■ Task goal
Recast the records from the line containing "Put a dot on each instance of the elderly" through the end of the records, both ends inclusive, as a JSON list of strings with one string per line and blank lines omitted.

■ The data
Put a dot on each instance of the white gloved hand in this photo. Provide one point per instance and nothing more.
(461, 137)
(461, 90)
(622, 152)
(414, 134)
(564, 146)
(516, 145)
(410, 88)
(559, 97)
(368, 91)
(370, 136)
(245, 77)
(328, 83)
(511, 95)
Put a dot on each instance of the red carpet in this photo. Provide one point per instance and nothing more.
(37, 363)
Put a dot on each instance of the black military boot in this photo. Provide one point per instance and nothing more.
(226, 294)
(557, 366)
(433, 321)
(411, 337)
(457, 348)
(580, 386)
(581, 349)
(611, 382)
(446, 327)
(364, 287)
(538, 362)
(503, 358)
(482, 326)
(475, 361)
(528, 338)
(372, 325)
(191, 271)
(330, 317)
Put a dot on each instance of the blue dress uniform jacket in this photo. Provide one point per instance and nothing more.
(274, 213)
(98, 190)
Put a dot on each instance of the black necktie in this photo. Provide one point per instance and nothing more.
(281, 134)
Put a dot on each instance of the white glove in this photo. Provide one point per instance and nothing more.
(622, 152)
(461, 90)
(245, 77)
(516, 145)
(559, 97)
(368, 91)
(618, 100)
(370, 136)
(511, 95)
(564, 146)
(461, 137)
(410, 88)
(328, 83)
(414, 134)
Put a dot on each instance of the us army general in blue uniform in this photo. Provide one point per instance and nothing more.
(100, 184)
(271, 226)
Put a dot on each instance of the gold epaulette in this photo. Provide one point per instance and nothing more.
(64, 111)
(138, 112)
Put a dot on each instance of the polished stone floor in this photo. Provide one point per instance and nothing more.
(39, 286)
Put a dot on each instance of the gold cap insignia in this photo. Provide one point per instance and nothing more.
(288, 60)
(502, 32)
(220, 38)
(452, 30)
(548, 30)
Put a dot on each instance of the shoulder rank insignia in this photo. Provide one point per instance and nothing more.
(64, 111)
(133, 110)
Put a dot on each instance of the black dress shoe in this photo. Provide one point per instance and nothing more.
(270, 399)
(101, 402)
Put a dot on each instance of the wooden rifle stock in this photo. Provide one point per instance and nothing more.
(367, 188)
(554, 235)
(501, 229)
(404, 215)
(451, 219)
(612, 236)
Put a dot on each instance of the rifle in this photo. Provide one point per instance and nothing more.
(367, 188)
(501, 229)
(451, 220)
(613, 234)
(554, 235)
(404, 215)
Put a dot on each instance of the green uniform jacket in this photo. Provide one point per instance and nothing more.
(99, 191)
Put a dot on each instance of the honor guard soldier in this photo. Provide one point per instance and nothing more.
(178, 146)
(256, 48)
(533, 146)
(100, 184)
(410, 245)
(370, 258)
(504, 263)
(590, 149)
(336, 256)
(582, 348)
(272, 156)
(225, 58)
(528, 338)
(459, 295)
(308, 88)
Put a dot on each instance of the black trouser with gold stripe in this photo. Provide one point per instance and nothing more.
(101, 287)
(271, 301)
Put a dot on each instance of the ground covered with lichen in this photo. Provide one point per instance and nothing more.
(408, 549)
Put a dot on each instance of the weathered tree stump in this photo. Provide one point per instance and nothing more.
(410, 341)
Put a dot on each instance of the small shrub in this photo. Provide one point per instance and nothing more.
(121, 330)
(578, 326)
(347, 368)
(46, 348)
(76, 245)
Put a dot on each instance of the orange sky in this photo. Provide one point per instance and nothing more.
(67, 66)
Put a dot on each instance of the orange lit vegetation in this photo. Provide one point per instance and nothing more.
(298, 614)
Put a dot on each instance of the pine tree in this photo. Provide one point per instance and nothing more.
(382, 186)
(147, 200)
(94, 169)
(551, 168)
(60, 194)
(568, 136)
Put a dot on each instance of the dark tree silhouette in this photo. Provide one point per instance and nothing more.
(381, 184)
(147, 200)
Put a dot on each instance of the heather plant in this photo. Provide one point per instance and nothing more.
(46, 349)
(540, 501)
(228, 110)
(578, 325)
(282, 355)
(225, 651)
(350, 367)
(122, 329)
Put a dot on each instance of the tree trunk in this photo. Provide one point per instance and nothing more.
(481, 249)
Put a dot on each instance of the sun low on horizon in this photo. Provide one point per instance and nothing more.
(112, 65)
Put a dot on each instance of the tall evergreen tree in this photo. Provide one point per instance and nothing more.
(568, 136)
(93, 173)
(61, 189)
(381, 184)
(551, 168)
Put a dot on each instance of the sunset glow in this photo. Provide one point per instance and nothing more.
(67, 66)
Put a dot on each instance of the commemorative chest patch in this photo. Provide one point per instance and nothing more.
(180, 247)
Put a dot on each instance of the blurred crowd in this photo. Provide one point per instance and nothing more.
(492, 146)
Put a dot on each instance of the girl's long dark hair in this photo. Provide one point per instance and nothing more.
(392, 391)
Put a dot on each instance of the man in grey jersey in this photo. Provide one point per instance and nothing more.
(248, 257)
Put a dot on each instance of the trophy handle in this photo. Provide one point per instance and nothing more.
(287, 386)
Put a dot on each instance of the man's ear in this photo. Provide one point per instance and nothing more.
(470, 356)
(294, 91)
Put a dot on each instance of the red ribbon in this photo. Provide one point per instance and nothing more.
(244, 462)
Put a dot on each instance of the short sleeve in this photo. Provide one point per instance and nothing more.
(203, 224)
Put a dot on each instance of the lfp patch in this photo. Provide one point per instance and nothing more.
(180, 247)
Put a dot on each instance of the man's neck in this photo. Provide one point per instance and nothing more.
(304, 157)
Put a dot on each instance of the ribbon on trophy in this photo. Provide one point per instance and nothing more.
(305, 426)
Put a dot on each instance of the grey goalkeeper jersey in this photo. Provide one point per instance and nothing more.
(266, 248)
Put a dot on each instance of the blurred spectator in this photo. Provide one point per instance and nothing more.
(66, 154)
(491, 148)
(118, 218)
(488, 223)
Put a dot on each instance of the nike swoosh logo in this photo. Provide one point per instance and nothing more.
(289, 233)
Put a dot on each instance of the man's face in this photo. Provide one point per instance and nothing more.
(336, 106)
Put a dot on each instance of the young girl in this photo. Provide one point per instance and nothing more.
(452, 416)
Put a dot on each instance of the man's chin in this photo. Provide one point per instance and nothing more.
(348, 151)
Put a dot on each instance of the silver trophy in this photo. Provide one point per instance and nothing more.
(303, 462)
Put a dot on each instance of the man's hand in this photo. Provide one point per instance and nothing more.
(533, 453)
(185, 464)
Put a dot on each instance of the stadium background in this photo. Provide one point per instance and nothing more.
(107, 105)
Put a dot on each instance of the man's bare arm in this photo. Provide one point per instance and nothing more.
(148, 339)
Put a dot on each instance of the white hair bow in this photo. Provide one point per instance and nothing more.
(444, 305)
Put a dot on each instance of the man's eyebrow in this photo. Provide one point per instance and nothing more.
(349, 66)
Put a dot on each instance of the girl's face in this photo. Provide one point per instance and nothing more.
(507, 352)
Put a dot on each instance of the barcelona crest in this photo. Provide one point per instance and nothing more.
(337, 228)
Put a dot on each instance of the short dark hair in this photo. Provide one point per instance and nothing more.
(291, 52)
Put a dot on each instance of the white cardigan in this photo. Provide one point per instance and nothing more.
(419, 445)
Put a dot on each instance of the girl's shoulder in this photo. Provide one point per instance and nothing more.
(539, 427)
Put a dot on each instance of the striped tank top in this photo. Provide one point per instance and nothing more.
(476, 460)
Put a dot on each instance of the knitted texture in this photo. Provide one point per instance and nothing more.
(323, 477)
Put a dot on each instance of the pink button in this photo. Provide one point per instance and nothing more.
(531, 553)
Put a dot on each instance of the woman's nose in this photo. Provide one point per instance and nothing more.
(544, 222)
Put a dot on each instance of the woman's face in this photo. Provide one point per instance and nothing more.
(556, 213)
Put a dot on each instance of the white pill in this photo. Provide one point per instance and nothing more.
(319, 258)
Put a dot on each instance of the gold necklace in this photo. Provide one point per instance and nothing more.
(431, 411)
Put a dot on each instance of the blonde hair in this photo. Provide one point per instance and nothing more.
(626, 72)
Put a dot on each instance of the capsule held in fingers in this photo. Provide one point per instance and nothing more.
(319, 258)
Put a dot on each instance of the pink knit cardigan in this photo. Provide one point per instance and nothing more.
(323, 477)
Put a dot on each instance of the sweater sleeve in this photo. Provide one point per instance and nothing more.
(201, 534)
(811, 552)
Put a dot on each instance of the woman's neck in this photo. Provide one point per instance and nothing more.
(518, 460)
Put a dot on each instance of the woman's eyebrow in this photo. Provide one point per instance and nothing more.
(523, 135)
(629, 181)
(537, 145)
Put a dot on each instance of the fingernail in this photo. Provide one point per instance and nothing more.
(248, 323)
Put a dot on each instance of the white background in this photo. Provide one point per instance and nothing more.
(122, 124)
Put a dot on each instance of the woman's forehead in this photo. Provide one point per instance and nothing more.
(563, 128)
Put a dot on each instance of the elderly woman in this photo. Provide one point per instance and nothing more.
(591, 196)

■ Written response
[
  "Put a dot on each instance of the elderly woman in this photo. Provide one point per instance and nothing more.",
  "(591, 196)"
]